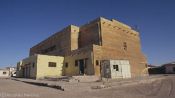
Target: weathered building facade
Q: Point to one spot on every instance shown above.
(40, 67)
(83, 48)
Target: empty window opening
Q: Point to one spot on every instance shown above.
(52, 64)
(76, 63)
(4, 73)
(125, 46)
(66, 65)
(116, 67)
(97, 62)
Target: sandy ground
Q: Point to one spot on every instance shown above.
(159, 88)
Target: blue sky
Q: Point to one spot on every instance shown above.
(24, 23)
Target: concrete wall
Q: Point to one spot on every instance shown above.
(59, 44)
(89, 34)
(108, 39)
(43, 70)
(169, 68)
(37, 66)
(114, 34)
(84, 53)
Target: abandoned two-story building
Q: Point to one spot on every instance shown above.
(83, 50)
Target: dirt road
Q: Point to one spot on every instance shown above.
(164, 88)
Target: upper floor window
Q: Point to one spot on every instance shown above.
(124, 45)
(52, 64)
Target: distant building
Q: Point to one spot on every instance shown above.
(84, 48)
(168, 68)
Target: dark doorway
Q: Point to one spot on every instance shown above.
(81, 66)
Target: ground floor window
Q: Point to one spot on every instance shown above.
(174, 69)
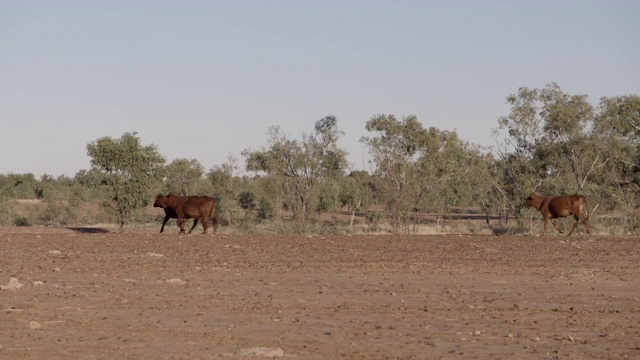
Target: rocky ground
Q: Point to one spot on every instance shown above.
(96, 294)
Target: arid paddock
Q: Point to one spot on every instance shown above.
(86, 293)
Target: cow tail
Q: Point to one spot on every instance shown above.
(214, 216)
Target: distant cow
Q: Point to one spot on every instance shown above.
(555, 207)
(181, 208)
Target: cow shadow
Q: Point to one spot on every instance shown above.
(89, 230)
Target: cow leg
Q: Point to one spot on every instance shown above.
(584, 221)
(575, 225)
(166, 218)
(195, 222)
(546, 222)
(205, 223)
(556, 224)
(181, 222)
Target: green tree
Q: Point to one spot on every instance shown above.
(129, 169)
(356, 192)
(618, 123)
(184, 177)
(297, 167)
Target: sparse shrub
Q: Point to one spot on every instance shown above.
(21, 221)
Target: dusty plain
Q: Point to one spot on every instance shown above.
(90, 293)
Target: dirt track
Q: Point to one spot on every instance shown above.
(142, 295)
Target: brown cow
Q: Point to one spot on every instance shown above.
(555, 207)
(201, 208)
(170, 213)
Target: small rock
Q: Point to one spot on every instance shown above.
(262, 351)
(14, 284)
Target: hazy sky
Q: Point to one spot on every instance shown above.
(205, 79)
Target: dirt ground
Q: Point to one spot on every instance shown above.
(95, 294)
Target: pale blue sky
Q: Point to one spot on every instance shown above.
(205, 79)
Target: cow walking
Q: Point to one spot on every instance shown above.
(181, 208)
(555, 207)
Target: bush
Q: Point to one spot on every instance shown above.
(21, 221)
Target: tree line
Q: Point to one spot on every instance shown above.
(550, 142)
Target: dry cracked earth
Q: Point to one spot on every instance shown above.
(94, 294)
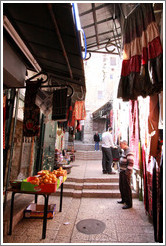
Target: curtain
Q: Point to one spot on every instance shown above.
(142, 66)
(134, 131)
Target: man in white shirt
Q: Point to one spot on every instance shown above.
(107, 159)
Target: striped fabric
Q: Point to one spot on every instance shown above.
(126, 160)
(142, 66)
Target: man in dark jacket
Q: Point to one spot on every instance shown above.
(97, 140)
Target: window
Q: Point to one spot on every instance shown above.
(100, 95)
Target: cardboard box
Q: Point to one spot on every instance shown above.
(37, 211)
(27, 186)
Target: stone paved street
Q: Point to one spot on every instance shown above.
(122, 226)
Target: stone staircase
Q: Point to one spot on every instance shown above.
(88, 155)
(93, 188)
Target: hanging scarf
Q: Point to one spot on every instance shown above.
(134, 131)
(4, 119)
(153, 121)
(79, 112)
(59, 110)
(142, 72)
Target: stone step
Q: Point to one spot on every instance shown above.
(107, 179)
(88, 155)
(90, 193)
(81, 186)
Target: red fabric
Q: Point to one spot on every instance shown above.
(153, 121)
(79, 112)
(153, 50)
(141, 73)
(4, 119)
(134, 131)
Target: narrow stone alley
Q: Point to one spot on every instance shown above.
(117, 225)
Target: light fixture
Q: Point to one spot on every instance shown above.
(10, 29)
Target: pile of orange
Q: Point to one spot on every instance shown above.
(44, 177)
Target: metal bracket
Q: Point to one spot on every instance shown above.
(41, 79)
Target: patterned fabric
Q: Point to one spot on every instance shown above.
(31, 124)
(134, 131)
(4, 119)
(79, 112)
(59, 110)
(153, 121)
(142, 72)
(126, 159)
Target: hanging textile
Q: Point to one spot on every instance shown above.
(145, 178)
(160, 234)
(153, 121)
(142, 66)
(79, 112)
(4, 119)
(111, 118)
(59, 110)
(31, 110)
(134, 131)
(156, 201)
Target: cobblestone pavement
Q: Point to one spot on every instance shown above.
(122, 226)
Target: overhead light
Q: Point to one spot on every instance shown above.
(10, 29)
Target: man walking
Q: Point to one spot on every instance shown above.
(107, 159)
(126, 167)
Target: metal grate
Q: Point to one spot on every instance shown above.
(90, 226)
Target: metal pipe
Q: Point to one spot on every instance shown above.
(12, 147)
(50, 86)
(95, 21)
(60, 38)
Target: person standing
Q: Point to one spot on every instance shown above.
(107, 159)
(126, 167)
(97, 140)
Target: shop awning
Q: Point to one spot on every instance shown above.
(103, 23)
(103, 111)
(48, 33)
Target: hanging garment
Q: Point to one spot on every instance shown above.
(79, 112)
(160, 234)
(134, 131)
(145, 179)
(153, 121)
(4, 119)
(31, 125)
(59, 109)
(142, 66)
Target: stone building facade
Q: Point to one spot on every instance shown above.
(102, 76)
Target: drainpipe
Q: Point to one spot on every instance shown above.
(11, 148)
(60, 38)
(11, 94)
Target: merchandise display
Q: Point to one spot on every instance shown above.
(44, 181)
(37, 211)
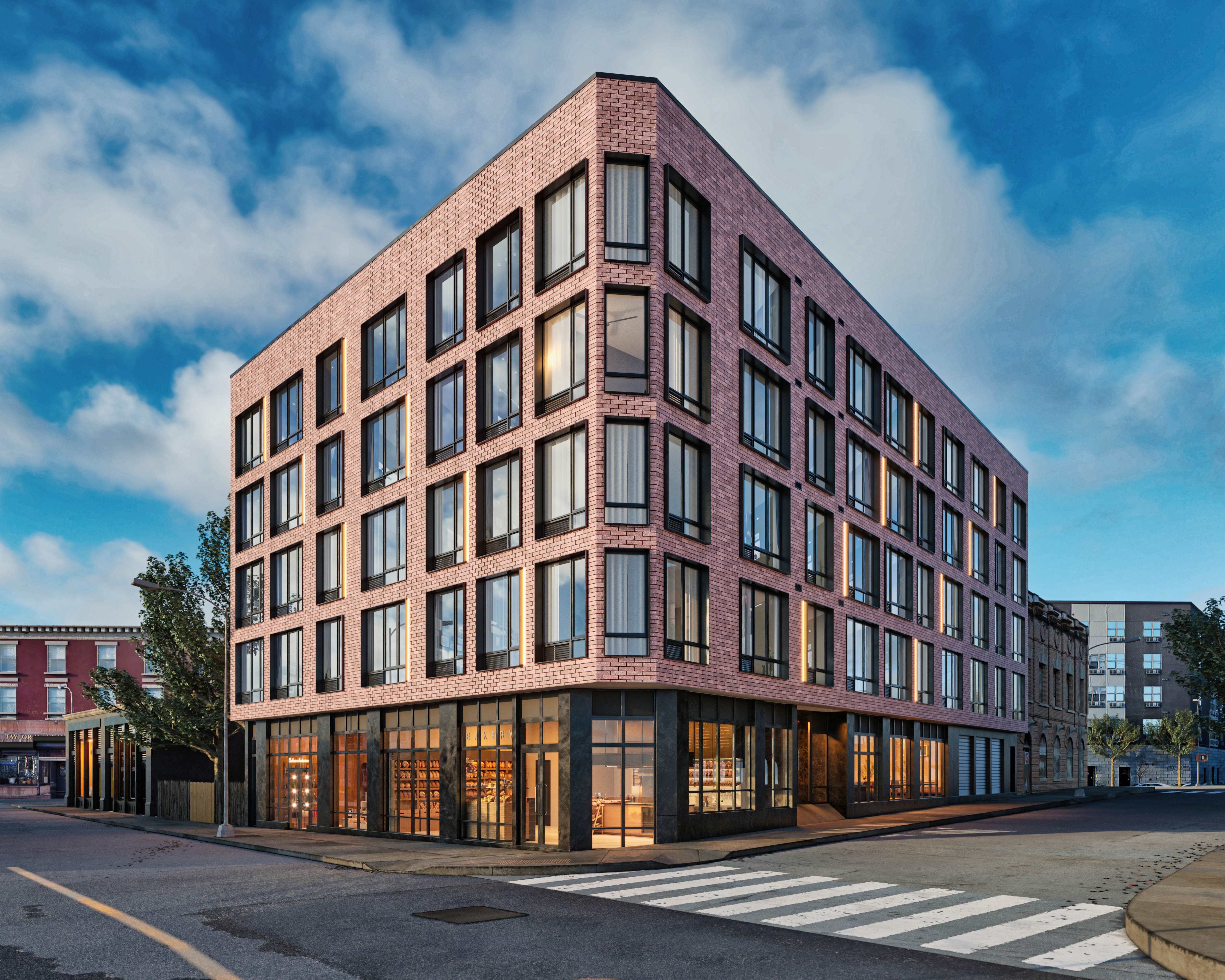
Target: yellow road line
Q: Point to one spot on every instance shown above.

* * * * * * * * *

> _Given exercise_:
Reproduce the entries from the line holding "Target: merchandise display" through the end of the entries, both included, but swap "yellow" for "white" and keep everything else unchanged. Leave the pictures out of your answer.

> _Correct answer_:
Target: merchandise display
Q: Point to one spot on every instance shown above.
(44, 181)
(37, 211)
Target: white road line
Q: Point to one spot on every instance shown above.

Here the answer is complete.